=== Text excerpt ===
** Begin **
Abe hemorrhages support over renewed school scandal

Cabinet approval sinks, risking his bid to keep power and amend constitution

Japanese Prime Minister Shinzo Abe, front, and Finance Minister Taro Aso attend an upper house meeting March 19.

TOKYO -- Japanese Prime Minister Shinzo Abe's public support took a beating following the revelation of document tampering over a shady land deal, threatening his ambitions to lead the ruling party for a third term and amend the constitution.

Approval ratings for Abe's cabinet plunged to the 30% range in the latest opinion polls by various news organizations, a sign that the public is not buying the government's argument that the document tampering is an internal issue for the Finance Ministry. 

"I will continue to make efforts explaining [the incident] to the public and will work together with the government and the ruling party to regain the public's trust," Abe said Monday in a meeting with officials from his Liberal Democratic Party.

The cut-rate land sale to a nationalist school operator came to light February last year. But the tampering with related documents, reported earlier this month, breathed new life into the scandal.
** End **
=== Exercise set ===
**a)** In the news excerpt on Abe's falling support, to what range did approval ratings for his cabinet drop in the latest opinion polls?
**b)** Write the next part of the news excerpt on Abe's falling support, beginning after its final sentence.
The records that follow are not required for any of the tasks.

[Point annotation records]
** Begin **
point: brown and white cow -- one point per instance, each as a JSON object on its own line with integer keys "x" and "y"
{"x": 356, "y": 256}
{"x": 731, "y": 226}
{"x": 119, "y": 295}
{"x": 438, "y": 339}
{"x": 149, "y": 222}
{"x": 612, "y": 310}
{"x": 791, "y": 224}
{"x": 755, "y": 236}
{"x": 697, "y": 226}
** End **
=== Task responses ===
**a)** They dropped to the 30% range.

**b)**
The cabinet's approval rating fell by 13 percentage points since February to 31% in a weekend poll by newspaper Asahi Shimbun, and by 13.7 points to 30.3% in a survey by Nippon Television Network. Both hit their lowest since Abe began his current term as prime minister in December 2012.

The Mainichi Shimbun reported a 12-point drop in the approval rating to 33%. Kyodo News placed cabinet approval at 38.7%, down 9.4 points from its previous poll at the beginning of March.

All four polls recorded a significant increase in the cabinet's disapproval rating, which now tops the approval rating across the board. Nippon TV found that 53% of respondents disapproved of the cabinet.

Abe had seemed guaranteed to win a third term as LDP president in his party's leadership race this September. But sliding public support could cloud his prospects going forward.

"We can't say that there won't be an impact, not only in our leadership race, but in various other areas as well," LDP Secretary-General Toshihiro Nikai said.

"The prime minister's rivals will gain momentum in the race," a longtime LDP lawmaker said.

Those hoping to succeed Abe are tracking the approval ratings. Former LDP Secretary-General Shigeru Ishiba has called repeatedly for a full probe into the Moritomo school scandal during his many trips to rural Japan.

"Unless the government can get the people to say, 'I understand,' it will be hard to get the approval rating back up," he said.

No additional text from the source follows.